## WHAT YOU WILL DO
Put the lines below, from the line with "Please drop a marker on the open" up to and including the last line, into a Markdown table with the columns Row and Line. Number each row and leave out any blank lines.

------ DATA TO USE

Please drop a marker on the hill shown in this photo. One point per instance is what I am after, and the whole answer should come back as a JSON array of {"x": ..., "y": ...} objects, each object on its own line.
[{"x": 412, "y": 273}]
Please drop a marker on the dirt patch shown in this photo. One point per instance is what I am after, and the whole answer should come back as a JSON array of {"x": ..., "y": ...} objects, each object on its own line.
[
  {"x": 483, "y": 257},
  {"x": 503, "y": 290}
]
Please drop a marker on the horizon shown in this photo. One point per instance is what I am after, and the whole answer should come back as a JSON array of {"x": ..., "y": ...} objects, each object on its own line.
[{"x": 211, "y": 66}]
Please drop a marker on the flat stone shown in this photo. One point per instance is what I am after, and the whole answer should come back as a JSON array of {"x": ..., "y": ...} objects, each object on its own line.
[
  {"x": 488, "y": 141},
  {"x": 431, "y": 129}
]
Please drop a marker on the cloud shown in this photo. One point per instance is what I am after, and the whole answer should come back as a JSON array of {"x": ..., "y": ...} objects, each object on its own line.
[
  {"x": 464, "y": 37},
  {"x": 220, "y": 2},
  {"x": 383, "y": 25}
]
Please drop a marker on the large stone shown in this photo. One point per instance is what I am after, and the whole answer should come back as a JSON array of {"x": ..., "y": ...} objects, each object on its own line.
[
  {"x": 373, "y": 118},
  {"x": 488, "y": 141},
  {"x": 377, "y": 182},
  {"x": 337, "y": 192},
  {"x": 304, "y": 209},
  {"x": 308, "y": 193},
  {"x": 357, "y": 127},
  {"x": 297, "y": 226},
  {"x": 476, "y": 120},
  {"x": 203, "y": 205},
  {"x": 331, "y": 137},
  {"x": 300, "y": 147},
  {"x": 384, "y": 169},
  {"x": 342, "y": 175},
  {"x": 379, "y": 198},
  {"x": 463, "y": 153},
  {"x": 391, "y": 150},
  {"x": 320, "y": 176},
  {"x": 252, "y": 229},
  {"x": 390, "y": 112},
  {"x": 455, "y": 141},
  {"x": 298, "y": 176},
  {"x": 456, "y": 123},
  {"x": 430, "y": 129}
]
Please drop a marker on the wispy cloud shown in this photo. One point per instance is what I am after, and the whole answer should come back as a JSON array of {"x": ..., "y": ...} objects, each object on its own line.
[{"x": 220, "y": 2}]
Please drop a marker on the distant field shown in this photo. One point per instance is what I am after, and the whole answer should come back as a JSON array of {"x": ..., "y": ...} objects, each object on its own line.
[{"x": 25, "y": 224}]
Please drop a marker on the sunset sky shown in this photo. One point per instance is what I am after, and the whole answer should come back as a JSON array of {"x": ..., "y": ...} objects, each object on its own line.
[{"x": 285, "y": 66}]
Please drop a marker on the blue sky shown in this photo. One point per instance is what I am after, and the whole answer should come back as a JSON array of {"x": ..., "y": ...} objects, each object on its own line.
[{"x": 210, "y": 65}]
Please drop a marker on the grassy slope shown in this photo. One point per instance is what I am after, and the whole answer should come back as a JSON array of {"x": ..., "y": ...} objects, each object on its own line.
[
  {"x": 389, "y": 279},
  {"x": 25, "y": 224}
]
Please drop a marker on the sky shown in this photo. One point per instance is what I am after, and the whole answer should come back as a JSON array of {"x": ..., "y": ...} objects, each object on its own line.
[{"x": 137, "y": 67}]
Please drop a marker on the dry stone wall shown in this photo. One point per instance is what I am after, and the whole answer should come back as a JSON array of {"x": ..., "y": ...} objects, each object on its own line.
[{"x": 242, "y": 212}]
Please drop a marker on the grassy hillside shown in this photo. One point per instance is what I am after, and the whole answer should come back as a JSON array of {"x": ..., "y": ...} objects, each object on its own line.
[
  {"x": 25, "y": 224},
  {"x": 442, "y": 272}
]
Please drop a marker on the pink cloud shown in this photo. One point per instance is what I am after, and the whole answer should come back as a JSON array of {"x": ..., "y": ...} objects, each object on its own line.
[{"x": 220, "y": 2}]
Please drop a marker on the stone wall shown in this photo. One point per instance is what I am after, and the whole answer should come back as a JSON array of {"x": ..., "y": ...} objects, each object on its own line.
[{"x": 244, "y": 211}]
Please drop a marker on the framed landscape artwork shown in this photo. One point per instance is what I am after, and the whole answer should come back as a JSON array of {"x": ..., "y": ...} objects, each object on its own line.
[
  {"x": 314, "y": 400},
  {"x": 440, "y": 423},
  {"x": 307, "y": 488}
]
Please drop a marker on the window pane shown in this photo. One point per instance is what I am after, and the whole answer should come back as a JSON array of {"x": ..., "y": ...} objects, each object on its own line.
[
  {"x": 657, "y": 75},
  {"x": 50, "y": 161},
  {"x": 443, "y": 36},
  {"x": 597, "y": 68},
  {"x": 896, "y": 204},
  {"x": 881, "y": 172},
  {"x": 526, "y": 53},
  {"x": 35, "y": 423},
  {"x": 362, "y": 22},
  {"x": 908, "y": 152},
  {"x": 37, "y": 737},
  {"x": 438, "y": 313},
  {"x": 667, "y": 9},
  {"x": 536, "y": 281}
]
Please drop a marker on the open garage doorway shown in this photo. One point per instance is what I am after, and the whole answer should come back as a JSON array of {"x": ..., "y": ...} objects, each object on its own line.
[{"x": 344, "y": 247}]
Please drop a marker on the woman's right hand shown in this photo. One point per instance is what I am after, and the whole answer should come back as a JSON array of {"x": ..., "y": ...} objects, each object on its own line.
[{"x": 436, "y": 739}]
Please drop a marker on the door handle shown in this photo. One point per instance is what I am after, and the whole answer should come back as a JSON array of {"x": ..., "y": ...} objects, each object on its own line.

------------

## THE COMPLETED TASK
| Row | Line |
|---|---|
| 1 | Please drop a marker on the open garage doorway shown in this photo. One point per instance is what I am after, and the whole answer should come back as a JSON array of {"x": ..., "y": ...} objects, each object on its own line. |
| 2 | [{"x": 344, "y": 247}] |
| 3 | Please drop a marker on the woman's right hand shown in this photo. One point per instance is what I am after, and the whole answer should come back as a JSON array of {"x": ..., "y": ...} objects, each object on its own line. |
| 4 | [{"x": 436, "y": 739}] |
| 5 | Please drop a marker on the door handle shown in this photo. One point per instance is what I am after, and the whole answer should come back as a JSON array of {"x": ..., "y": ...} objects, each object on its own line. |